List every line in the data below that contains the word "cabinet".

begin Provided data

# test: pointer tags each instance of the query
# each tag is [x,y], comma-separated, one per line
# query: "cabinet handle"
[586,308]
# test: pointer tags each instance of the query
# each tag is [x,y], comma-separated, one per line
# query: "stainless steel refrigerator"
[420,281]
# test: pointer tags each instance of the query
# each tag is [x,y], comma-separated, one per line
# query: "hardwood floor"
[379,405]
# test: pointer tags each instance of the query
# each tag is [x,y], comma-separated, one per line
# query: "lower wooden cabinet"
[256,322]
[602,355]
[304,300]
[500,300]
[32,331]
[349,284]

end Provided data
begin Provided data

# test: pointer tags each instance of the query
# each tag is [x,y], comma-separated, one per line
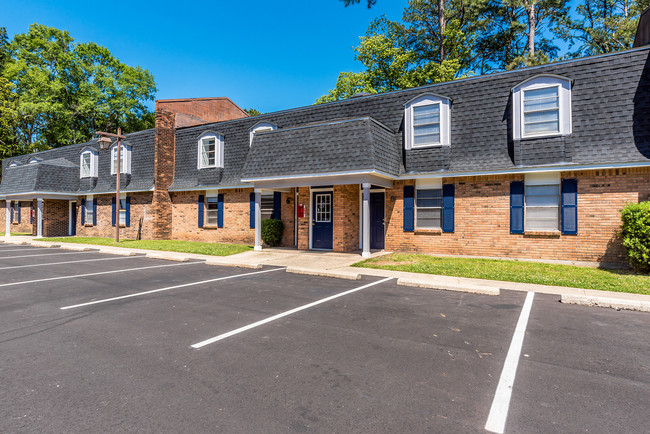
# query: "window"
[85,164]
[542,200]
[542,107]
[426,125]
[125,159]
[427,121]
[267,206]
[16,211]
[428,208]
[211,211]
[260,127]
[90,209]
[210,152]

end Provided data

- **Answer in full**:
# query: "cabinet handle"
# query: "lower wooden cabinet"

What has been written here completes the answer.